Please reproduce the records, omitting nothing and changing nothing.

[GIVEN INFORMATION — start]

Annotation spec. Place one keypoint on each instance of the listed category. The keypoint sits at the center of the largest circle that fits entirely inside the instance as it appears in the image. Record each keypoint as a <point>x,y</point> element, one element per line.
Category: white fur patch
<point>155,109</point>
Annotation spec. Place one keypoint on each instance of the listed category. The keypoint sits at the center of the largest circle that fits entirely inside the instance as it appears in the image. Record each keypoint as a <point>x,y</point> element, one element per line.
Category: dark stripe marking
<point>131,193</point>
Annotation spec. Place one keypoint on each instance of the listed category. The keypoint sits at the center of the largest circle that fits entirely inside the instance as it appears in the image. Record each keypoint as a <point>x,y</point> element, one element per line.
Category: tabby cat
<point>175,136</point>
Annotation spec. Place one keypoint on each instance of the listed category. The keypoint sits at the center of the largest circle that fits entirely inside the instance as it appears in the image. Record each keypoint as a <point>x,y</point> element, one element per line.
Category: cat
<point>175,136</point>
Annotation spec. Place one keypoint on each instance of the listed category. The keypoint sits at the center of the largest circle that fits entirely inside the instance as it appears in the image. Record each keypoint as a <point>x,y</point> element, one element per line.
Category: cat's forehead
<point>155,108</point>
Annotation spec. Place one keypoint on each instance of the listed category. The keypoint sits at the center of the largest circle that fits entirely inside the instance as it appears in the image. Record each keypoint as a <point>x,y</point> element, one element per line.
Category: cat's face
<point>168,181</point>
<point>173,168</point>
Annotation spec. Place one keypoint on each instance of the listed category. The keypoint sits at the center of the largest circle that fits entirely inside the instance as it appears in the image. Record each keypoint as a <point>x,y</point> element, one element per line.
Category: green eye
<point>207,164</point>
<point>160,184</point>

[GIVEN INFORMATION — finish]

SOLVED EXERCISE:
Annotation spec. Place one keypoint on each instance of the listed category. The keypoint sits at the center of the largest circle that fits entirely inside the instance as it appears in the image. Record each keypoint as a <point>x,y</point> element, one element per line.
Category: white fur patch
<point>155,109</point>
Annotation spec. Place one keypoint on each instance of the listed category. The keypoint sits at the center of the largest circle that fits entirely inside the instance as it appears in the image. Record each keypoint as a <point>x,y</point> element, one element per line.
Category: dark stripe marking
<point>131,193</point>
Annotation spec. Place one keypoint on each instance of the listed category. The keypoint sits at the center of the largest circle that fits entirely inside the instance as it appears in the image. Record each keypoint as a <point>x,y</point> element, one element per line.
Category: tabby cat
<point>175,136</point>
Annotation spec. Place one keypoint on each instance of the listed category. The keypoint sits at the center of the largest circle that fits entirely inside the instance as it appears in the image. Record each keypoint as a <point>x,y</point> element, one element per line.
Category: cat
<point>175,136</point>
Annotation spec. Place one keypoint on each instance of the listed category. The keypoint sits at the center of the largest circle that fits entirely inside the instance as it appears in the image. Record each keypoint as a <point>x,y</point> element, one element per line.
Category: cat's forehead
<point>155,108</point>
Annotation spec. Place one keypoint on each instance of the listed category. The keypoint sits at the center of the largest circle that fits entirely inside the instance as it appears in the image. Record each keypoint as a <point>x,y</point> element, one element per line.
Category: cat's face
<point>168,181</point>
<point>173,168</point>
Annotation spec. Place one keypoint on each instance of the listed category. The keypoint sits at the center of the largest circle that fits entirely inside the instance as it appears in the image. Record each keypoint as a <point>x,y</point> element, one element per line.
Category: green eye
<point>207,164</point>
<point>160,184</point>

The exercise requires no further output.